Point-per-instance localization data
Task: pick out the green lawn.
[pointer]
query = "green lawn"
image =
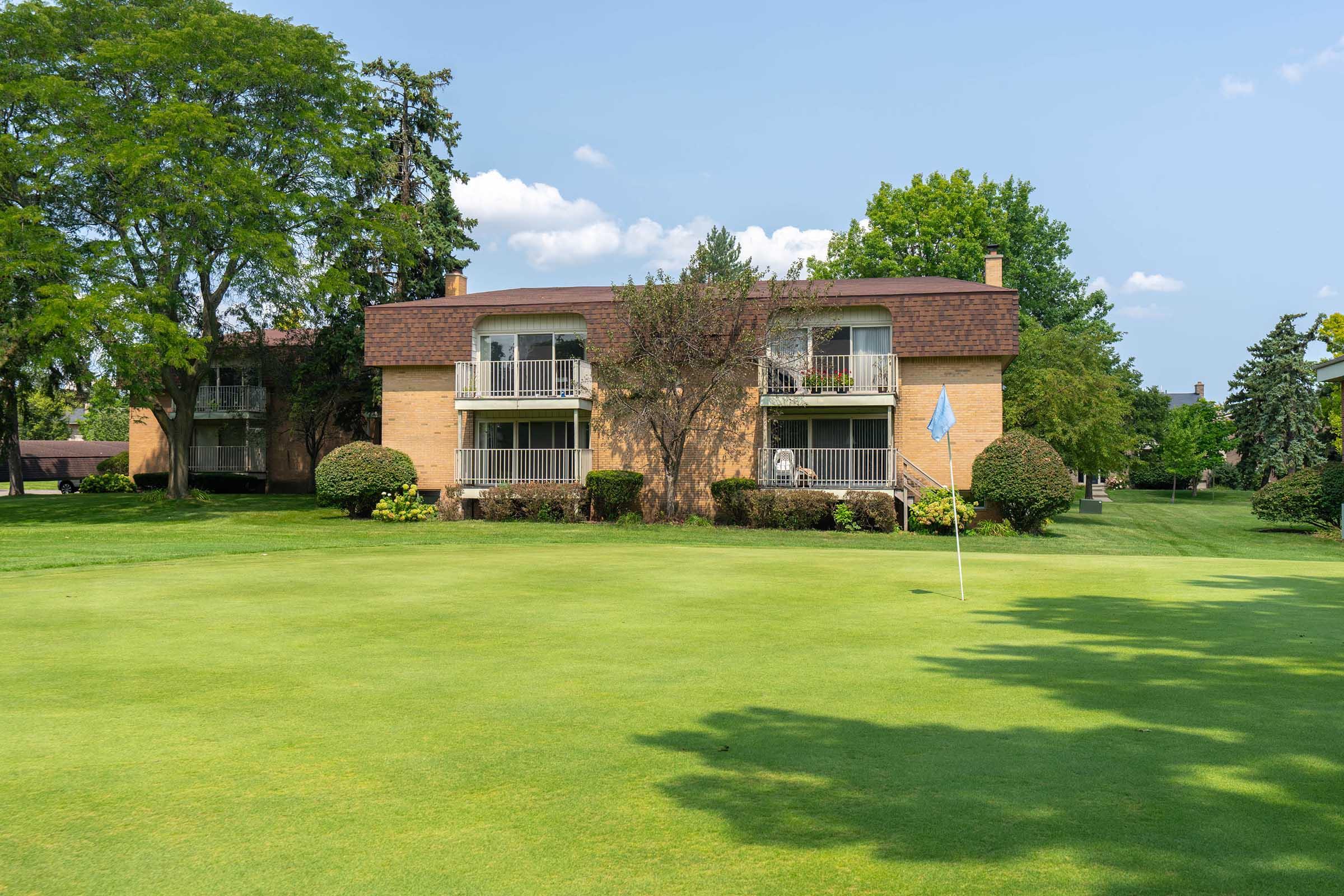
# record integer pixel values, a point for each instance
(256, 696)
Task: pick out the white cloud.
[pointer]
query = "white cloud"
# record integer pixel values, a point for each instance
(1150, 312)
(783, 248)
(1141, 282)
(1233, 86)
(507, 202)
(592, 156)
(554, 231)
(1295, 72)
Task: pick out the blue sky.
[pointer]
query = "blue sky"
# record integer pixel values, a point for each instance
(1195, 151)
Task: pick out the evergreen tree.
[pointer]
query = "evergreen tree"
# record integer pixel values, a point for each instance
(1273, 405)
(424, 231)
(718, 257)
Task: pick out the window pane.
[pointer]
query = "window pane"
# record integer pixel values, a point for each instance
(837, 344)
(569, 346)
(534, 347)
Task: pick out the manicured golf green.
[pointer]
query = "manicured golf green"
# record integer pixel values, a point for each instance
(588, 710)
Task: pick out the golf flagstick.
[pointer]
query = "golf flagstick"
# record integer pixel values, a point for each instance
(956, 526)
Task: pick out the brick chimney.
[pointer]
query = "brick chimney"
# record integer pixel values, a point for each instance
(993, 267)
(455, 284)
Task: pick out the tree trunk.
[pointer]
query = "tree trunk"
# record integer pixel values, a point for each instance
(179, 454)
(10, 437)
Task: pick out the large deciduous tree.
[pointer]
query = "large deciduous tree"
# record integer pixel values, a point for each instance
(1063, 388)
(203, 148)
(687, 351)
(939, 226)
(1273, 403)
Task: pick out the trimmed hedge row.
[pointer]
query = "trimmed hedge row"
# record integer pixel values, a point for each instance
(217, 483)
(613, 492)
(535, 501)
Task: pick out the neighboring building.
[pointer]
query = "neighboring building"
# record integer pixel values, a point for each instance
(65, 461)
(1180, 399)
(495, 388)
(241, 426)
(74, 419)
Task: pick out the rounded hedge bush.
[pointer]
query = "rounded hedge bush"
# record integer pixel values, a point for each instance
(1312, 496)
(1026, 477)
(355, 476)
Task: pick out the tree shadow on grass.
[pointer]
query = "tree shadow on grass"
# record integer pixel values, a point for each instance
(1214, 763)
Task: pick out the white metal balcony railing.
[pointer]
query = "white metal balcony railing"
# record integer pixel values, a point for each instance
(569, 378)
(830, 375)
(498, 466)
(827, 468)
(227, 459)
(232, 398)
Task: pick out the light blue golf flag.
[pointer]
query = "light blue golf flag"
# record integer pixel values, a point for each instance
(942, 418)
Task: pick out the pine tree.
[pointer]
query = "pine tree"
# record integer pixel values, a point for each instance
(717, 258)
(1273, 403)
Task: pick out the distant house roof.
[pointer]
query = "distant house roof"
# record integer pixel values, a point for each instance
(1180, 399)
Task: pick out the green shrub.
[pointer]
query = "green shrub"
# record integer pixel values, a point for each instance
(119, 463)
(730, 504)
(1309, 496)
(933, 512)
(1026, 477)
(217, 483)
(449, 506)
(844, 520)
(791, 510)
(355, 476)
(404, 506)
(613, 492)
(992, 530)
(872, 511)
(106, 483)
(535, 501)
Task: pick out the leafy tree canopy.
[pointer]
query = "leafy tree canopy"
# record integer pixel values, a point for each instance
(939, 226)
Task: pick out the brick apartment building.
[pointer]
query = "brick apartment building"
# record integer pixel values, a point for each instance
(495, 388)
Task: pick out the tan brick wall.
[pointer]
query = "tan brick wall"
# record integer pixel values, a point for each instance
(148, 444)
(418, 418)
(975, 390)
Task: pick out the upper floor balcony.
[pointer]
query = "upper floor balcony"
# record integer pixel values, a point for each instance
(830, 379)
(512, 385)
(220, 402)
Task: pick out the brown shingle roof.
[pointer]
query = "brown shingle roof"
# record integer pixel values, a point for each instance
(932, 316)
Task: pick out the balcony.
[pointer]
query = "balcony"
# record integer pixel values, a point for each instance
(842, 469)
(486, 468)
(227, 459)
(512, 385)
(830, 379)
(223, 402)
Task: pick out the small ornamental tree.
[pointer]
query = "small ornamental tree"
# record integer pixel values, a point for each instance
(1026, 477)
(689, 352)
(355, 476)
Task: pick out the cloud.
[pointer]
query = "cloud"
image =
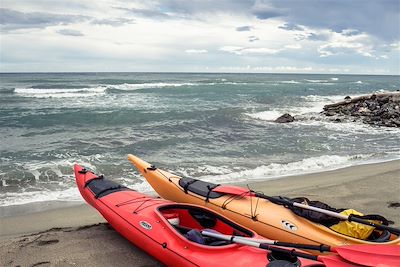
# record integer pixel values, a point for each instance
(263, 10)
(253, 38)
(293, 46)
(291, 27)
(379, 18)
(115, 22)
(244, 28)
(148, 13)
(12, 19)
(70, 32)
(317, 36)
(340, 44)
(250, 51)
(196, 51)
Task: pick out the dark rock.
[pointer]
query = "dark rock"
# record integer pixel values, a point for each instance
(285, 118)
(376, 109)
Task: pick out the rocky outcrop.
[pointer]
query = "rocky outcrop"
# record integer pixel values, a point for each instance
(375, 109)
(285, 118)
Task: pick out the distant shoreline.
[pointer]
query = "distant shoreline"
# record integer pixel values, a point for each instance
(79, 236)
(363, 182)
(168, 72)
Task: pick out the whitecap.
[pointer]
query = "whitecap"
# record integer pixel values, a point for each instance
(60, 92)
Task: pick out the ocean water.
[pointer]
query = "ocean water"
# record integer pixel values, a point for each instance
(216, 127)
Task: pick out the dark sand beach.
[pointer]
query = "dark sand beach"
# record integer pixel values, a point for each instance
(79, 236)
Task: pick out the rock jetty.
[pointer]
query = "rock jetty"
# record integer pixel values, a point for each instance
(285, 118)
(376, 109)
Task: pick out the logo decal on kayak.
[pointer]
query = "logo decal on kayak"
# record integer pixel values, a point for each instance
(145, 225)
(288, 225)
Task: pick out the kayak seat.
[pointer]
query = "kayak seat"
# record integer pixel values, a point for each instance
(102, 187)
(196, 236)
(383, 237)
(199, 187)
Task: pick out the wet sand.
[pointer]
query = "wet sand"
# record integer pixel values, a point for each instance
(79, 236)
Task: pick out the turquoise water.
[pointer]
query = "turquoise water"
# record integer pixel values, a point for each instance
(216, 127)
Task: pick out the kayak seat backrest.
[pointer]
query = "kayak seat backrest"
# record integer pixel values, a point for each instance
(102, 187)
(195, 235)
(199, 187)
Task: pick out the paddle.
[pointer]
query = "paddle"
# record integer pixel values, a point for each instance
(235, 190)
(329, 261)
(370, 255)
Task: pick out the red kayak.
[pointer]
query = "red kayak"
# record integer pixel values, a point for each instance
(171, 232)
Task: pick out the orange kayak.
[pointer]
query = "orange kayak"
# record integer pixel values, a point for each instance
(266, 218)
(171, 232)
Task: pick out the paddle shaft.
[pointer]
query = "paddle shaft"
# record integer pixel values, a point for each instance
(349, 218)
(234, 239)
(321, 248)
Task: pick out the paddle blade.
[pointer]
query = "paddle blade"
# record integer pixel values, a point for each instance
(371, 255)
(233, 190)
(336, 261)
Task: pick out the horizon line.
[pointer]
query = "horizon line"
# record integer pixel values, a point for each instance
(189, 72)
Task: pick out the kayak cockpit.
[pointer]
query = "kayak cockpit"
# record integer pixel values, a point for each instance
(189, 221)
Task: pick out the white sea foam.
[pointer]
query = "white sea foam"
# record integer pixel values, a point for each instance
(276, 170)
(311, 105)
(316, 81)
(290, 82)
(269, 115)
(137, 86)
(60, 92)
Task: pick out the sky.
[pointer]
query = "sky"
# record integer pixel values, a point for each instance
(268, 36)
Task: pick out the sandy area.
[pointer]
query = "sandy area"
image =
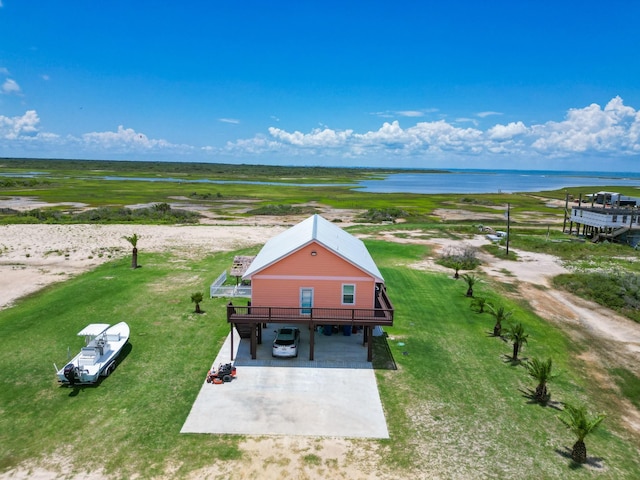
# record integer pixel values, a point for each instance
(33, 256)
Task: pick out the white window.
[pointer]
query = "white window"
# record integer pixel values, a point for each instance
(348, 294)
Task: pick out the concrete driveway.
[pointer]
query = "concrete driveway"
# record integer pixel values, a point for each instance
(336, 395)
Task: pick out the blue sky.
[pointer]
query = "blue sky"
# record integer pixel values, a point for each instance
(427, 84)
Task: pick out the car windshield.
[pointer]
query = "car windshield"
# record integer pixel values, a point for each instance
(285, 336)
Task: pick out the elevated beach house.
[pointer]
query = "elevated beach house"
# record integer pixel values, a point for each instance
(313, 274)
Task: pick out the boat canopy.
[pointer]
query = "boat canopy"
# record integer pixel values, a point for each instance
(93, 330)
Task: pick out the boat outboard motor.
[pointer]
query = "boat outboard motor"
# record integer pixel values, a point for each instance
(70, 373)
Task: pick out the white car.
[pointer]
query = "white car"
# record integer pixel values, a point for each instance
(286, 342)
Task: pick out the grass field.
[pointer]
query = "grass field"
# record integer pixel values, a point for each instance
(456, 407)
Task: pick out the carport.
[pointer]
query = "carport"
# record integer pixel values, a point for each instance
(326, 397)
(250, 320)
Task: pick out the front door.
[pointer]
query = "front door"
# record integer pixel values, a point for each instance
(306, 301)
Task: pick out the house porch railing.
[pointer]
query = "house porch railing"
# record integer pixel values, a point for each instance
(381, 315)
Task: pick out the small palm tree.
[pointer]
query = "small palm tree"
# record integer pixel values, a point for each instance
(516, 334)
(133, 240)
(541, 371)
(471, 281)
(456, 265)
(581, 424)
(197, 298)
(479, 303)
(500, 314)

• **Problem to solve**
Would you copy all lines in the records where the string "carport" appears?

• **Response to this exercise**
Task: pick out the carport.
query = "carport"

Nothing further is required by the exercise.